**About this exercise:** Would you filter these records and copy every line that has the word "purple"?

**Task input:**

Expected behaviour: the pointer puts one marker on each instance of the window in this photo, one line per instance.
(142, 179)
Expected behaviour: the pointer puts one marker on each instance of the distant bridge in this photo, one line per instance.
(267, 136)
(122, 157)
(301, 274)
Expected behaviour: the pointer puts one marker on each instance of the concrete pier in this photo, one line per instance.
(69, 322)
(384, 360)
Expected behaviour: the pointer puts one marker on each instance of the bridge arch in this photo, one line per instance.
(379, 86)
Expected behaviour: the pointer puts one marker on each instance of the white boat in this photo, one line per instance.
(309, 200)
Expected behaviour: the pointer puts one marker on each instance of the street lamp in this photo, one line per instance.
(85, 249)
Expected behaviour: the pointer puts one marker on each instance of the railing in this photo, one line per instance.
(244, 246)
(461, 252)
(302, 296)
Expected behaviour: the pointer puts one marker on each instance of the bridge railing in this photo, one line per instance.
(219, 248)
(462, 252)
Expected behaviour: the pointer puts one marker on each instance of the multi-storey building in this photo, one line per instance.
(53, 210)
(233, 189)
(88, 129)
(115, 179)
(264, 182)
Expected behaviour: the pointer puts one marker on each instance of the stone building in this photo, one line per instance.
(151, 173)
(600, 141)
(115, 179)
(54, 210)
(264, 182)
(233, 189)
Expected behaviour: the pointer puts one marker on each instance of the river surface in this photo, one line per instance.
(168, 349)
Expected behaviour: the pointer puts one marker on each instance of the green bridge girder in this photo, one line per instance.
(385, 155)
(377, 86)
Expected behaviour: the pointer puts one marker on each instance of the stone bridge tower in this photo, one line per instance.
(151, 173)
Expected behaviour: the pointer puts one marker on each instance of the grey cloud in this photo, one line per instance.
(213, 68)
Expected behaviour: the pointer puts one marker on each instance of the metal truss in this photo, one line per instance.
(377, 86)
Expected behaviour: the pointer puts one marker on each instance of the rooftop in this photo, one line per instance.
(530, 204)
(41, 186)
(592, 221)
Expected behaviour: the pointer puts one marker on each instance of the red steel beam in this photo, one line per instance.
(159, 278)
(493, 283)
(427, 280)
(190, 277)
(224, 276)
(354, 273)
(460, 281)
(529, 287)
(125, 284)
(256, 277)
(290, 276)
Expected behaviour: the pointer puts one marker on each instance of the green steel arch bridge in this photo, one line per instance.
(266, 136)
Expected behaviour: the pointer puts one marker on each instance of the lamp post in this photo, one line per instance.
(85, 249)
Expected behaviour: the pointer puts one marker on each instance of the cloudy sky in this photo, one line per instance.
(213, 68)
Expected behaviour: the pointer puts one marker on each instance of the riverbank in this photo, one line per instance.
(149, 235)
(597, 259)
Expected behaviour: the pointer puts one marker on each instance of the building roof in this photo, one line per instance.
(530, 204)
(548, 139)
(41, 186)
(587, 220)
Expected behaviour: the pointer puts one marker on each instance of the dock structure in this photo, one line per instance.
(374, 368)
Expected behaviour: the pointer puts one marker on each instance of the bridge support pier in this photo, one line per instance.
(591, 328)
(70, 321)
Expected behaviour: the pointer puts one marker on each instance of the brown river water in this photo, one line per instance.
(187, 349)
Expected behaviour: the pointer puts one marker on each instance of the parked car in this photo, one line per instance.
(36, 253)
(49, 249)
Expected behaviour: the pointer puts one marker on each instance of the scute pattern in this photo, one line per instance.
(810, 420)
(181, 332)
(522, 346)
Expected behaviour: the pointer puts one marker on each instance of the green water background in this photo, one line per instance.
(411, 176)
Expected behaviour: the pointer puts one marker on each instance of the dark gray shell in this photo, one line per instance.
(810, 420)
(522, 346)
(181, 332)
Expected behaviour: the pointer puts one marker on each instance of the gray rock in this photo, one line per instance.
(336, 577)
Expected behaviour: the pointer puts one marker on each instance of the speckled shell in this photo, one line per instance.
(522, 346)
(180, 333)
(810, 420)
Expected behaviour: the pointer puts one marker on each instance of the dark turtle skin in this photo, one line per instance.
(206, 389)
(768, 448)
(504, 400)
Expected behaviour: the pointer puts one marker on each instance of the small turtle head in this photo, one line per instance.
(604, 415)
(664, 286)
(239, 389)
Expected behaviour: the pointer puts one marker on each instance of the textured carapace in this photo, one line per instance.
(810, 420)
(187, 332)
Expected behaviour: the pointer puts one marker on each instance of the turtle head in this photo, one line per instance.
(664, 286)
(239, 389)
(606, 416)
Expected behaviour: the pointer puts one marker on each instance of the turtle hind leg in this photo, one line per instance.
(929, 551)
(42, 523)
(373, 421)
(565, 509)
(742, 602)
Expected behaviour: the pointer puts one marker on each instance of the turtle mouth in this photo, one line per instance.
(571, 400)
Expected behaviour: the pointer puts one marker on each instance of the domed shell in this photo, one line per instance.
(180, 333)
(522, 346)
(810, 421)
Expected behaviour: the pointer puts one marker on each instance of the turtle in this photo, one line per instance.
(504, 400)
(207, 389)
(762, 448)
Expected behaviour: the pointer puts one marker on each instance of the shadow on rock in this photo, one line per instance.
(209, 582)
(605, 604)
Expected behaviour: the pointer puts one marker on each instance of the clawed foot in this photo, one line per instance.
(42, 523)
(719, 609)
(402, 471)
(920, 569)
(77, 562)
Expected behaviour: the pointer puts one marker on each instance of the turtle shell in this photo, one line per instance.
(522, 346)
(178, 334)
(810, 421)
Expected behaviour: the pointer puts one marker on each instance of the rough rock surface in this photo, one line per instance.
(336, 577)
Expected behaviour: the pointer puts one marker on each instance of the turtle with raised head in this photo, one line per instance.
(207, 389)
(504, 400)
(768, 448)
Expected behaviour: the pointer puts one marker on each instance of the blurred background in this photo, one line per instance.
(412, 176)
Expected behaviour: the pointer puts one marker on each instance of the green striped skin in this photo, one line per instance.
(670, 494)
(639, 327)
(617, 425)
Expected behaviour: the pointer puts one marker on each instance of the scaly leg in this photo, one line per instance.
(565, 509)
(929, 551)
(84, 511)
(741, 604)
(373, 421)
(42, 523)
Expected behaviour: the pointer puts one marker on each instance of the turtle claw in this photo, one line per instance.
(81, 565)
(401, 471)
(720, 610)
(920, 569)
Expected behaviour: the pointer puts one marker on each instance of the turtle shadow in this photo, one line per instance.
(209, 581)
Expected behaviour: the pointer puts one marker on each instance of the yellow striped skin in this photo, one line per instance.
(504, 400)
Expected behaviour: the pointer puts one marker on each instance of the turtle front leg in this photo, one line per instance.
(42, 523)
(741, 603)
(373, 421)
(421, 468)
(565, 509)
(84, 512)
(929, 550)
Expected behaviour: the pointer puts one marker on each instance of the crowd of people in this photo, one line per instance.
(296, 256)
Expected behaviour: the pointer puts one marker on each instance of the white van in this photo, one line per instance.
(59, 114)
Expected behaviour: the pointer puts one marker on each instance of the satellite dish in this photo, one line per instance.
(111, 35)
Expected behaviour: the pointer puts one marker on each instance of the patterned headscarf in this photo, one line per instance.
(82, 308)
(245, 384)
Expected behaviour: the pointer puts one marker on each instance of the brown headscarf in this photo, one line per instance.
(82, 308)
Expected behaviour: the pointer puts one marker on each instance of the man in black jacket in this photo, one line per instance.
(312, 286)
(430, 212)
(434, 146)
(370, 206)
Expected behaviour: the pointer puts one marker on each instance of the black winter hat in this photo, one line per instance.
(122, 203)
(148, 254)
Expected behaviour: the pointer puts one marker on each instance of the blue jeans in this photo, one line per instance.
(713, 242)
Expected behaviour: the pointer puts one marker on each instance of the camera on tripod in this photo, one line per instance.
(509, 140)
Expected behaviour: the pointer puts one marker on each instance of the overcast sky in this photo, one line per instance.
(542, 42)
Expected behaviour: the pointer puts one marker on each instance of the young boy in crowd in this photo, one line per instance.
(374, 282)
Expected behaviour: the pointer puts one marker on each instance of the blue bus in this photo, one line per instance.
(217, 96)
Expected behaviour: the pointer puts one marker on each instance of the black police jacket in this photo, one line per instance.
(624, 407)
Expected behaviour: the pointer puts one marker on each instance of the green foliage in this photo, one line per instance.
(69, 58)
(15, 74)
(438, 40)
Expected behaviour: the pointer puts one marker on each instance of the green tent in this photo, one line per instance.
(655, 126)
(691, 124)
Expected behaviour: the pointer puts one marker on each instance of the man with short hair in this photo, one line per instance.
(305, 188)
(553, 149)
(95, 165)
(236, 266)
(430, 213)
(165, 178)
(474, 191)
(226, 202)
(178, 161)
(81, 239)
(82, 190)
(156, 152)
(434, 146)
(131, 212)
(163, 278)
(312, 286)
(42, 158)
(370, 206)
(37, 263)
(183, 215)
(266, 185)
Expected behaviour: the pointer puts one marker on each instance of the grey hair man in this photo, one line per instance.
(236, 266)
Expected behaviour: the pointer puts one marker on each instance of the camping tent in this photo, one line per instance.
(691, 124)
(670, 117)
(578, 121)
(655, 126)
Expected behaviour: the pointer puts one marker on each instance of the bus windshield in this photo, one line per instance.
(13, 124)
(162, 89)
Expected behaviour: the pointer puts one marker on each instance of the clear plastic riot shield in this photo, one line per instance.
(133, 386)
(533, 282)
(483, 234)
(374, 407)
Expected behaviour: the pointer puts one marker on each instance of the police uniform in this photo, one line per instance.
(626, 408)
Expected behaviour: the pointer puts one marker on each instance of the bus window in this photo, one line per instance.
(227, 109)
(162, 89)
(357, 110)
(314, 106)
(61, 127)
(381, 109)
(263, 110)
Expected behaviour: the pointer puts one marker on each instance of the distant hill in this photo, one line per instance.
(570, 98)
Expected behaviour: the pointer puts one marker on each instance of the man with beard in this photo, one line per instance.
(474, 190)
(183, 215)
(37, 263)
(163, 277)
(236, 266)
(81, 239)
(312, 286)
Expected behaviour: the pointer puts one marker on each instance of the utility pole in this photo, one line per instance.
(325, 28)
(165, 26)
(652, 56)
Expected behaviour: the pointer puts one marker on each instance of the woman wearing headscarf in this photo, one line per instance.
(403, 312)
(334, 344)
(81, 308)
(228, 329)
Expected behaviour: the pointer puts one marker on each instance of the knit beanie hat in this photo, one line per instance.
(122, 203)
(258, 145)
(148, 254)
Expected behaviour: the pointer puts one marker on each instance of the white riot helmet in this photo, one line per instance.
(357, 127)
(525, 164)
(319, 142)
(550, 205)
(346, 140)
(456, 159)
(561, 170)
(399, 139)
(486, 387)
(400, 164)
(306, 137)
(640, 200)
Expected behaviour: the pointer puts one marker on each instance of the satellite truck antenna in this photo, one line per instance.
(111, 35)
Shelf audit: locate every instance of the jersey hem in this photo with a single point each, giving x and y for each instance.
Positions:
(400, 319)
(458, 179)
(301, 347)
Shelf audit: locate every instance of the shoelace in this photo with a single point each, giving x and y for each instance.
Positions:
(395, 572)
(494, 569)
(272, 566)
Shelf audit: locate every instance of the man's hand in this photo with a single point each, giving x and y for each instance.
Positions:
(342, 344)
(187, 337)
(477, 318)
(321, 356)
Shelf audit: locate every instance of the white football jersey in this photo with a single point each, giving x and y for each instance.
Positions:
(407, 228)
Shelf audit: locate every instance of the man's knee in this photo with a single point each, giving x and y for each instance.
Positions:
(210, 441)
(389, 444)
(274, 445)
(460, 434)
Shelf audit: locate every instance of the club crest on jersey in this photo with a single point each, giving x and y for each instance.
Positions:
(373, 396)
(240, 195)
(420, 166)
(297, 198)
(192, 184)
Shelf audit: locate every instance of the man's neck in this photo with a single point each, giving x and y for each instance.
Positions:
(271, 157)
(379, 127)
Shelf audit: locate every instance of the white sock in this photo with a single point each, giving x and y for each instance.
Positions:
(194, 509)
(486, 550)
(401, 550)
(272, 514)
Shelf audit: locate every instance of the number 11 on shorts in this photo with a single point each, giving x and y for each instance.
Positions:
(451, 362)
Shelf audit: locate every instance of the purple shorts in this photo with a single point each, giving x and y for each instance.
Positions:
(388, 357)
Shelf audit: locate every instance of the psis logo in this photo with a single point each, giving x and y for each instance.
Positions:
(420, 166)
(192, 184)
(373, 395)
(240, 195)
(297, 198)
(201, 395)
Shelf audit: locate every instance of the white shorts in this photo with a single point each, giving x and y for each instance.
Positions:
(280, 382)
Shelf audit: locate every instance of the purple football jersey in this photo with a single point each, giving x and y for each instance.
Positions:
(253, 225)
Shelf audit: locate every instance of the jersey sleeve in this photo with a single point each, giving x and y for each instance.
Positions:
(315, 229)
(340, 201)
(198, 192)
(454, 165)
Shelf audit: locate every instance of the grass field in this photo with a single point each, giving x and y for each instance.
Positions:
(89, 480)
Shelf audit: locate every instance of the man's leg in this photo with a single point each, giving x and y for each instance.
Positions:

**Task answer:**
Shelf audit: locate every instance of the purple shorts in this photo with a single point each, giving x and y for each instance.
Shelf audit: locate every instance of the purple football jersey in this photo with a single point each, giving x and y for each instance.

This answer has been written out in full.